_Source extract_.
- - - - - - -
# Angle Iron as a router fence?



## Nickbee (Nov 9, 2007)

Say with a piece of MDF screwed to it? Can that be used in a pinch as a fence? Say while I work on a “real” fence? 

Thanks!


----------



## bobj3 (Jan 17, 2006)

HI, Nick

Most angle iron is not true , then you come to the part if you need to move the fence in and the bit may hit the iron... not good 

Find a good true 2 x 4 in the shop and use it for a fence until you make one...

If you have a planer, run it under the blades to take off the round edges..or on the table saw..
Drill out a hole for the bit to sit in and you have it done for a quick fence..

You can also pickup up some white poly.stock at the Big Box stores that works great for a fence..


============


Nickbee said:


> Say with a piece of MDF screwed to it? Can that be used in a pinch as a fence? Say while I work on a “real” fence?
> 
> Thanks!


----------



## Drugstore Cowboy (May 17, 2007)

The only potential problem I see with that plan is be SURE your facing board is thick enough to allow for your largest cutter --
Having your router bit hit iron -- NOT good.
You will notice that commercial versions of what you describe have an opening in the middle.

For that matter -- something as simple as a 2x4 as long as it has a smooth edge - will get you by.

>>> DANG BJ you beat me


----------



## Nickbee (Nov 9, 2007)

good tips guys... I have a 4" angle iron I've had in my basement for years. I clamp it to my table saw as a ripping fence. I will toss it on my flat building board tonight and check the "trueness". And I hear you loud and clear about NOT letting the bit hit the metal!!!!


----------



## bobj3 (Jan 17, 2006)

Hi, Cowboy

SORRY 

Like most router users I have been down many roads when it comes to making a fence.

Most will start out with a 2 x 4's and they do the job until you realy get into using the router table, I don't recall how many I have made or reworked but it's been many.. 

I see a new one now and then and I always say that's a neat one and I'm off and running making a new one... LOL 

I saw one the other day that was made out of Walnut and Maple and Allen bolts all over it ...and little tricky items ,pull out,push in things, the guy that made that one took a hard look at what the fence can do and should do...but it was a bit over kill but some do get into it big time... 

=========


----------



## Nickbee (Nov 9, 2007)
- - - - - - -
_Aim 1_.
Answer these questions using the router fence thread:
(a) According to bobj3's first reply, what is most angle iron not?
(b) What does Drugstore Cowboy say commercial versions have in the middle?
(c) How large is the angle iron Nickbee keeps in his basement, and what does he clamp it to?
_Aim 2_. List every distinct username that posts in the router fence thread.
_Aim 3_. Repeat the passage of the router fence thread starting at "good tips guys..." and ending at "hit the metal!!!!".

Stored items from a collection
- - - - - - -
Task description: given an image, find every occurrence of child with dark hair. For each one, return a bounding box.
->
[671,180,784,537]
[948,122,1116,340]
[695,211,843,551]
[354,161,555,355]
- - - - - - -
_Task result 1_.
(a) True.
(b) An opening.
(c) It is a 4" angle iron, and he clamps it to his table saw as a ripping fence.

_Task result 2_.
Nickbee
bobj3
Drugstore Cowboy

_Task result 3_.
good tips guys... I have a 4" angle iron I've had in my basement for years. I clamp it to my table saw as a ripping fence. I will toss it on my flat building board tonight and check the "trueness". And I hear you loud and clear about NOT letting the bit hit the metal!!!!